WORK INSTRUCTIONS — Can you give the items from the line with "Look at the photo above. For every instance of the ford" up to and including the line with "pixel 479 570" as a two-column CSV with the headers item and answer? Each item should get one row, with its text and its answer each in a single quoted field and any line breaks turned into spaces.

## START ENTRIES SUPPLIED

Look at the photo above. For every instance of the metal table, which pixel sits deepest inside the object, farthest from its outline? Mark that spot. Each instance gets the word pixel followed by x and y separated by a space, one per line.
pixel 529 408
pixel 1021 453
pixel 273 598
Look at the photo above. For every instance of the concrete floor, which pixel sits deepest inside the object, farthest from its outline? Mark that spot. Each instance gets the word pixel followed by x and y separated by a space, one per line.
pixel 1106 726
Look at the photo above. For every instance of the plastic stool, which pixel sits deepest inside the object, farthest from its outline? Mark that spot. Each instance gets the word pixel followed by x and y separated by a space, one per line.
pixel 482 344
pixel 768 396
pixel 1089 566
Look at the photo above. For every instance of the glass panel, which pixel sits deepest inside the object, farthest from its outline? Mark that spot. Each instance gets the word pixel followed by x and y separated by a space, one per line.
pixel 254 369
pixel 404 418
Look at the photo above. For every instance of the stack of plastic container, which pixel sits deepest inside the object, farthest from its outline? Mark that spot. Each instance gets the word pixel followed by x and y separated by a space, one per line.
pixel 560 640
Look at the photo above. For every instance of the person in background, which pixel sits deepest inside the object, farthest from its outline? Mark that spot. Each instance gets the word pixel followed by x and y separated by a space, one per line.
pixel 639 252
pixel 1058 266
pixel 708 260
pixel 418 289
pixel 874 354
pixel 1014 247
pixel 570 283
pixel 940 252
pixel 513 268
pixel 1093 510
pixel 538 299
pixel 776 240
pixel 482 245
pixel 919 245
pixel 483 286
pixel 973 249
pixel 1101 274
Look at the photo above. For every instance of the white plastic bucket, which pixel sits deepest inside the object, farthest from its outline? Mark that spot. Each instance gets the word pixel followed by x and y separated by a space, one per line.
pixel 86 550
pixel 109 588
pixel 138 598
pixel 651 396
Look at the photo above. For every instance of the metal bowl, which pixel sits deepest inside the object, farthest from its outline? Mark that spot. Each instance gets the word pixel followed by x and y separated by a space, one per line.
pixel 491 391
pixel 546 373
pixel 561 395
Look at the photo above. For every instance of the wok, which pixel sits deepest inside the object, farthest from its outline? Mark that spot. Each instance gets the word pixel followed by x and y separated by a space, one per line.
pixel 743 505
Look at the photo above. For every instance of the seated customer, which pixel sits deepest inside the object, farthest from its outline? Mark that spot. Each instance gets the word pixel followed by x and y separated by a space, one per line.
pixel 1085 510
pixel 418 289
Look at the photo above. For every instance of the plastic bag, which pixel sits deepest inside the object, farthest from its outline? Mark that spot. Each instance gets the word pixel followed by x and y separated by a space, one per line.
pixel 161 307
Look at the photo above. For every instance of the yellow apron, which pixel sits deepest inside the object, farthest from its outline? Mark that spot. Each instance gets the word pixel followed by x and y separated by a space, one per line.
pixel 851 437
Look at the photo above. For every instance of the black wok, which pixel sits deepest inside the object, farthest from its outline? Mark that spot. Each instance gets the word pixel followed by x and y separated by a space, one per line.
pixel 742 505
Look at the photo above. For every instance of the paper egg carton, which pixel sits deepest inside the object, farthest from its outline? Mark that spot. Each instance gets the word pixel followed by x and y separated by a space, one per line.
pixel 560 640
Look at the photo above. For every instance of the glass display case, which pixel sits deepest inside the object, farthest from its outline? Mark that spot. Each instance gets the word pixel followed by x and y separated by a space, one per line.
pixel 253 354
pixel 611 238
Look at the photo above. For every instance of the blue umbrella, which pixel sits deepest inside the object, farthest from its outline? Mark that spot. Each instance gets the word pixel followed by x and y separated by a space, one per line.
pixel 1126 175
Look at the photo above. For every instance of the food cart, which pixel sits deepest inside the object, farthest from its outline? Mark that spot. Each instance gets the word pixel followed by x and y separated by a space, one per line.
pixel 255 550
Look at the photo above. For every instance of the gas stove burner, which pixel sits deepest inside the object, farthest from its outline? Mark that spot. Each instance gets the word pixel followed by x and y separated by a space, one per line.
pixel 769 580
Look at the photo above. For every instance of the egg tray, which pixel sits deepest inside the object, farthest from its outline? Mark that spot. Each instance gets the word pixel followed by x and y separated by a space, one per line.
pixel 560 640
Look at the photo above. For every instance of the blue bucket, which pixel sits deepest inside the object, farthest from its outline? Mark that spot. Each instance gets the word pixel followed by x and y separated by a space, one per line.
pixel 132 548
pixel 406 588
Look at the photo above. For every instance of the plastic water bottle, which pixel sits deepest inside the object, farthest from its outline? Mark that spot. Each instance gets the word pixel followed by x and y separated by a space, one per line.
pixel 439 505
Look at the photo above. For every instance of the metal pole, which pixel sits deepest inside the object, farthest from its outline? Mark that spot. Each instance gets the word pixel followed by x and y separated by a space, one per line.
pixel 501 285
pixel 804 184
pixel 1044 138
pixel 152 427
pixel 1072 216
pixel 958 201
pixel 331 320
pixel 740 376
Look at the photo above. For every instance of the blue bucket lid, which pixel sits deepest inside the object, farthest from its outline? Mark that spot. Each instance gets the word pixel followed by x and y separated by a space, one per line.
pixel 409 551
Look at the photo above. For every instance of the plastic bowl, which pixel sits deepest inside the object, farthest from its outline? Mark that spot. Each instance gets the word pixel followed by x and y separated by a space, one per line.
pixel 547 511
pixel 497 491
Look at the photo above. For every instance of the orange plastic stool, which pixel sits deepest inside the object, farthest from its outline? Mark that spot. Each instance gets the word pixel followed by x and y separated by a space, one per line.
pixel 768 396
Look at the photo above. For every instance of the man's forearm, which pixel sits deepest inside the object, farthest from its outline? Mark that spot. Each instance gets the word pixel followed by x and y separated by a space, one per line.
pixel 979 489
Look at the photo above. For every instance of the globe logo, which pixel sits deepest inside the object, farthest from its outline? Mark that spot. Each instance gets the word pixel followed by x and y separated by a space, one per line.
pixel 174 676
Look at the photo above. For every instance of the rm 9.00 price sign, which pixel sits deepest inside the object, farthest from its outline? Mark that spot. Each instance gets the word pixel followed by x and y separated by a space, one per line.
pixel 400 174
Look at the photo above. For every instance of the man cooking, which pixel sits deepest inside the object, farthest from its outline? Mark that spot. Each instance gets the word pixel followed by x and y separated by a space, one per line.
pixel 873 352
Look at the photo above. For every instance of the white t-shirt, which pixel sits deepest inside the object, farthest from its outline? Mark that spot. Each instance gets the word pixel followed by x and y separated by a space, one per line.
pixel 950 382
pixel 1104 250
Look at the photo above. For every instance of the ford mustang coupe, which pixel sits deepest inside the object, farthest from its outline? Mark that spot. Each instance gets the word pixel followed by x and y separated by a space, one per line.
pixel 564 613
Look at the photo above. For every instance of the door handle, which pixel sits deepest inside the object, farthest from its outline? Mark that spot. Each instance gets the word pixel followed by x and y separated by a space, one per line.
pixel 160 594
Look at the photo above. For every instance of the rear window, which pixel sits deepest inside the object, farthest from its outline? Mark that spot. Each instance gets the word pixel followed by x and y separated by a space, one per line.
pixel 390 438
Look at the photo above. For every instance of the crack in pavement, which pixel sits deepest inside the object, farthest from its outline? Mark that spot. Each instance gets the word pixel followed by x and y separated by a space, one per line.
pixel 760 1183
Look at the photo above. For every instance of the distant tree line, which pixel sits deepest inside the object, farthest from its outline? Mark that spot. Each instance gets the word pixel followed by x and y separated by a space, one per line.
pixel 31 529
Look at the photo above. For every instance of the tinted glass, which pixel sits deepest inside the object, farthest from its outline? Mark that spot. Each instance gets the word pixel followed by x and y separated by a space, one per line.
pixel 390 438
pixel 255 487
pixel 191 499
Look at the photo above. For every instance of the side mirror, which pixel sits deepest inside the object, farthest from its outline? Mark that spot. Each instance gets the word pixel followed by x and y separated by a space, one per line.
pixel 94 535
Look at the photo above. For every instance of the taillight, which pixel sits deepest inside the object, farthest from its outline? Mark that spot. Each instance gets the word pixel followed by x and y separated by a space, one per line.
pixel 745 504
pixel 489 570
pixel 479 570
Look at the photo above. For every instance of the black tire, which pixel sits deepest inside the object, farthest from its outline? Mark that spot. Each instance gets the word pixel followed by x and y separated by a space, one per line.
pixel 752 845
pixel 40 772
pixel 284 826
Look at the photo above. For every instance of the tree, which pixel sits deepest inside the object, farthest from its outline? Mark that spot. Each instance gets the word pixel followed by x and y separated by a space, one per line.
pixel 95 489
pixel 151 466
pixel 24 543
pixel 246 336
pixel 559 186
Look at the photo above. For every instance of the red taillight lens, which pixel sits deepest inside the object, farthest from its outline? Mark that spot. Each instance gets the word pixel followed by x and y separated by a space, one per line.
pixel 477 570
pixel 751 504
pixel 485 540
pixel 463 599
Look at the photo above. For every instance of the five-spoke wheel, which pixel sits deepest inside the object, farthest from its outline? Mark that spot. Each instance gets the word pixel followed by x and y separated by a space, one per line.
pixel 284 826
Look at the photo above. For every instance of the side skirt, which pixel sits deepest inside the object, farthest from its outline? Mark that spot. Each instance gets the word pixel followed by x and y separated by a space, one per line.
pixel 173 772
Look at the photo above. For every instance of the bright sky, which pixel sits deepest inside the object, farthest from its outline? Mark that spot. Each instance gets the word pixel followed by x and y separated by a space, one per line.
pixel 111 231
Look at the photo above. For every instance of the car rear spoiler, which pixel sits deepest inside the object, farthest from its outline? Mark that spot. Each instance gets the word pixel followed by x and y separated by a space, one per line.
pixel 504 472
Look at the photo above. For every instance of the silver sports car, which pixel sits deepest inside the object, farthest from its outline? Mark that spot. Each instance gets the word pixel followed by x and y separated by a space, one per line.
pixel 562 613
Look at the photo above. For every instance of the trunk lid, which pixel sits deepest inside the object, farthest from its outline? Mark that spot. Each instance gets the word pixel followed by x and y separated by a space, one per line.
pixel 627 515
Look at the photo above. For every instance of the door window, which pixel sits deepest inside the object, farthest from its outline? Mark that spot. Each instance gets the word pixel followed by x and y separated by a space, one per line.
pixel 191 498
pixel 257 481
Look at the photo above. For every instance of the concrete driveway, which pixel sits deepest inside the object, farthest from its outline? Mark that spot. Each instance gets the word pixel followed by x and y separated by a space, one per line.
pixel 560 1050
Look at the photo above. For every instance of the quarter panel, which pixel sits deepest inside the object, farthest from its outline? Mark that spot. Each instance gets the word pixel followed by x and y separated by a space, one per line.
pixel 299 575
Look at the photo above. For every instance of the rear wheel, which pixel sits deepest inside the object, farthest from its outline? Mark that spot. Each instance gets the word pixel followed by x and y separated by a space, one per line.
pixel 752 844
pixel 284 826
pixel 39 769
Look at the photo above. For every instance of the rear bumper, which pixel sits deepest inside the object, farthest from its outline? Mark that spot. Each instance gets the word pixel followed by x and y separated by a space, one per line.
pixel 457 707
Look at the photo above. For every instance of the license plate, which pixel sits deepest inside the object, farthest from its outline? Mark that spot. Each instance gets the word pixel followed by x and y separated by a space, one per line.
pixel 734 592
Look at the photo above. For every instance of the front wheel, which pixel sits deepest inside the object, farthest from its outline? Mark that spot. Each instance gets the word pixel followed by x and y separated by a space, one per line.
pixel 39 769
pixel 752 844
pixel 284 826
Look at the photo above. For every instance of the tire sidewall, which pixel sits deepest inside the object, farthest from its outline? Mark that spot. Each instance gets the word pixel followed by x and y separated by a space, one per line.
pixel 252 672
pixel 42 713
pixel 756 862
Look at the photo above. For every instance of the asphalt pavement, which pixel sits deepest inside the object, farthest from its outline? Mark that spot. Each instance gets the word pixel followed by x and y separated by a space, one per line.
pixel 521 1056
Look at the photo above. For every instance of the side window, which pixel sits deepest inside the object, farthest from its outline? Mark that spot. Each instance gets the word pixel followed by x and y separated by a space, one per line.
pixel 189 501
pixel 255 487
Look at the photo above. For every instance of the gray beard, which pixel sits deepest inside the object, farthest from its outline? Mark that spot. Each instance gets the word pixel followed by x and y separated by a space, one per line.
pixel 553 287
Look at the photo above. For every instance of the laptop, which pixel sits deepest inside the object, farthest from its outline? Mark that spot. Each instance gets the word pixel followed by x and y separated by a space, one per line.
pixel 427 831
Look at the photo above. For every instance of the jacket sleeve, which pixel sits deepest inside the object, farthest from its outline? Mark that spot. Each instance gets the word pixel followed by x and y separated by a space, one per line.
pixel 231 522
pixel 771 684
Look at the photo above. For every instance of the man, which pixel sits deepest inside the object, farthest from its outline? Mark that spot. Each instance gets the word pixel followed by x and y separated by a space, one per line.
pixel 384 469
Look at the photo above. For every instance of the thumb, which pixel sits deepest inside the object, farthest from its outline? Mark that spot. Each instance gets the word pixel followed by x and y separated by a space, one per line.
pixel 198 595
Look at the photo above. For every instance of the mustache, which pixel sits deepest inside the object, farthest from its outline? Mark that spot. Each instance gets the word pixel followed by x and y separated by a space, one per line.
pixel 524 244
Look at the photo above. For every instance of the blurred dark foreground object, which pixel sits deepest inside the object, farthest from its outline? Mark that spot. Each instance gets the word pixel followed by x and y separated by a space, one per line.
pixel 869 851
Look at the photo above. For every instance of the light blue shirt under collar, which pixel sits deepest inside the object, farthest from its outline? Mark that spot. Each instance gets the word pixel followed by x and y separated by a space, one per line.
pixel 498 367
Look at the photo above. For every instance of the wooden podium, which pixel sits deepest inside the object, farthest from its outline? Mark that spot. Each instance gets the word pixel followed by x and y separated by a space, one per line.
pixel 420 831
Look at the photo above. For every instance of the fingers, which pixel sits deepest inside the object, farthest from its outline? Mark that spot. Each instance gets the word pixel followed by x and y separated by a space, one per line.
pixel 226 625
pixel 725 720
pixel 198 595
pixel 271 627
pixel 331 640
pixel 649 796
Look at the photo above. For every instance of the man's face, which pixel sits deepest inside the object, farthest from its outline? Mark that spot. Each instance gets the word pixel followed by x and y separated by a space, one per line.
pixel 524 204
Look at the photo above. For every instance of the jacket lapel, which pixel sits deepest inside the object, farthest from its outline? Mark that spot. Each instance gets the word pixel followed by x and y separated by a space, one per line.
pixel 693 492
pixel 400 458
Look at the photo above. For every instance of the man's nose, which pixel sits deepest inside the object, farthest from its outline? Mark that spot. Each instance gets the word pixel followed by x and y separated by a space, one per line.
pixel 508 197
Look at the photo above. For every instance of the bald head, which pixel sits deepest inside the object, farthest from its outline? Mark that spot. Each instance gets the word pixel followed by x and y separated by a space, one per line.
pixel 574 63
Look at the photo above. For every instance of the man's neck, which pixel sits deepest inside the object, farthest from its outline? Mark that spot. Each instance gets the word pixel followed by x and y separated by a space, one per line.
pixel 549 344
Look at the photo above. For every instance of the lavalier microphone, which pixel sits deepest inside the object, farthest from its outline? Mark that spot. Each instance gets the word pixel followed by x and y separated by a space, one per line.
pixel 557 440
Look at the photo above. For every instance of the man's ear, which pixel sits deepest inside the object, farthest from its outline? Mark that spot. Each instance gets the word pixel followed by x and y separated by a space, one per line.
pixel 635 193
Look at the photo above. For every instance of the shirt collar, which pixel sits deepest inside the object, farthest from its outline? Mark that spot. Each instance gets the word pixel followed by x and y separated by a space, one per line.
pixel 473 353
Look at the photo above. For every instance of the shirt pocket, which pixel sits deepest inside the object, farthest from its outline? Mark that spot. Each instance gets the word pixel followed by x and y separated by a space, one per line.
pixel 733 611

## END ENTRIES SUPPLIED

OUTPUT FOR THIS EXERCISE —
item,answer
"Look at the photo above. For every instance of the ford mustang coupe, which pixel sits deepest inside the object, farthest from its outline? Mark that spot. Each instance gets the word pixel followed by x and y separated by a space, one per line.","pixel 564 613"
"Look at the photo above. For every instance of the door handle, which pixel sits deepest inside the object, farthest from its outline? Mark that spot. Each instance gets the word pixel followed by x and y separated by a space, one per line.","pixel 160 594"
"Look at the photo above. For every instance of the rear window, which pixel sits deepest inside the object, farthest from its outline? Mark that spot. Each instance gets the word pixel followed by x and y separated by a space, one per line.","pixel 390 438"
"Look at the photo above. For every instance of the crack in pavement, which pixel sits deepest inside the object, farthest from its outline? Mark that spot. Each instance gets the word pixel followed by x and y separated by a space, one per line.","pixel 760 1183"
"Look at the photo above. For every instance of the distant tree line, which pixel sits deepest inside the object, farthest from its outline? Mark that spot. Each instance gets the word pixel followed by x and y separated by a space, one per line.","pixel 31 529"
"Look at the photo above. For every instance of the tinted glass, which pixel sits deepest inside the object, farthest from its outline? Mark that spot. Each instance gets the word pixel followed by x and y separated by a space, one per line.","pixel 390 438 pixel 255 487 pixel 191 499"
"Look at the photo above. For every instance of the side mirror, which pixel sits deepest inside the object, farthest from its outline? Mark that spot. Each instance gets the word pixel followed by x and y separated by a space, one per line.","pixel 94 535"
"Look at the photo above. For every instance of the taillight, which pixel sits deepest inside the object, farthest from its outline? Mark that spot. Each instance gets the word pixel followed by x and y separated by a space, one per line.","pixel 745 504 pixel 489 570 pixel 479 570"